### Text
+ + + + +

N och mehr als die eschatologische Rede Jesu, die wir im 2.   Kapitel dieses Buches behandelt haben, sind die Berichte über Jesu Letztes Mahl und die Einsetzung der Eucharistie überwuchert von einem Dickicht einander widersprechender Hypothesen, das den Zugang zum wirklichen Geschehen geradezu aussichtslos zu versperren scheint. Bei einem Text, der das eigentliche Zentrum des Christentums betrifft und in der Tat schwierige historische Fragen aufwirft, ist dies nicht verwunderlich.
    Ich versuche, den gleichen Weg zu gehen wie im Fall der eschatologischen Rede. In die vielen, durchaus berechtigten Detailfragen um jede Einzelheit von Wort und Geschichte einzutreten, ist nicht Aufgabe dieses Buches, das die Gestalt Jesu zu erkennen versucht und die Einzelprobleme den Fachgelehrten überlässt. Freilich – von der Frage der wirklichen Historizität der wesentlichen Ereignisse können wir uns nicht dispensieren.
    Die neutestamentliche Botschaft ist nicht nur Idee; für sie ist gerade das Geschehensein in der realen Geschichte dieser Welt wesentlich: Der biblische Glaube erzählt nicht Geschichten als Symbole für übergeschichtliche Wahrheiten, sondern er gründet auf Geschichte, die sich auf dem Boden dieser Erde zugetragen hat (vgl. Teil I, S.   14). Wenn Jesus seinen Jüngern
nicht
Brot und Wein als seinen Leib und als sein Blut gereicht hat, dann ist die Eucharistiefeier der Kirche leer – eine fromme Fiktion und nicht Realität, die Gemeinschaft mit Gott und der Menschen untereinander gründet.

+ + + + +

### Angezeigte Daten

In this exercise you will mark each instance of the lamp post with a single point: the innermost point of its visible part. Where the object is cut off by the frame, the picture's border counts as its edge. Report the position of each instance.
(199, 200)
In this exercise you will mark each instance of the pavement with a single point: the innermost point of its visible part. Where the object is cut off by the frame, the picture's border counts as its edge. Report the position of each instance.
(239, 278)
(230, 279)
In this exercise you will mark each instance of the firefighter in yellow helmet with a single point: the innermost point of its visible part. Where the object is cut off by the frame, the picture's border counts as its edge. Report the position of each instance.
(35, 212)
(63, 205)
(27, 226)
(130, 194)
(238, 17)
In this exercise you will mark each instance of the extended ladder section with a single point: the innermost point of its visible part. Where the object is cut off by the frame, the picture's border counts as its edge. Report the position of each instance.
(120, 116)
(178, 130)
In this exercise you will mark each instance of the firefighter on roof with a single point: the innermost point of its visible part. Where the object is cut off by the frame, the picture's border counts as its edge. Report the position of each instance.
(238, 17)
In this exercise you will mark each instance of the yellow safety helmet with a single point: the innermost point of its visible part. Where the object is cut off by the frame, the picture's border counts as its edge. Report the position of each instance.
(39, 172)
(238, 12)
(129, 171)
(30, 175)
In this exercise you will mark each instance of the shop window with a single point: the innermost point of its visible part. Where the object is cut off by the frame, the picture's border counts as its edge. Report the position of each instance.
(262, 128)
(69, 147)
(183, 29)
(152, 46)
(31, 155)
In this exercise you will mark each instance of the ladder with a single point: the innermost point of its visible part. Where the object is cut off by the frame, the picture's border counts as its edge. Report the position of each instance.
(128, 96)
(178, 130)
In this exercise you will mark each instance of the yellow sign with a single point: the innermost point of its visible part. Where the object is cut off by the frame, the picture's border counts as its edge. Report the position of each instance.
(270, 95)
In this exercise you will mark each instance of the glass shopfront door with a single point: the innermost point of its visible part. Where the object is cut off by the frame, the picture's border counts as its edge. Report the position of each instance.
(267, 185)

+ + + + +

### Aufgabe
Bearbeite einen Abschnitt des Textes und gib ihn wieder: Beginne bei den Worten „Die neutestamentliche Botschaft“ und hör nach „Menschen untereinander gründet.“ auf. Setze dabei „Abendmahlsfeier“ an die Stelle von „Eucharistiefeier“. Die Daten werden hierfür nicht gebraucht.

### Antwort
Die neutestamentliche Botschaft ist nicht nur Idee; für sie ist gerade das Geschehensein in der realen Geschichte dieser Welt wesentlich: Der biblische Glaube erzählt nicht Geschichten als Symbole für übergeschichtliche Wahrheiten, sondern er gründet auf Geschichte, die sich auf dem Boden dieser Erde zugetragen hat (vgl. Teil I, S.   14). Wenn Jesus seinen Jüngern
nicht
Brot und Wein als seinen Leib und als sein Blut gereicht hat, dann ist die Abendmahlsfeier der Kirche leer – eine fromme Fiktion und nicht Realität, die Gemeinschaft mit Gott und der Menschen untereinander gründet.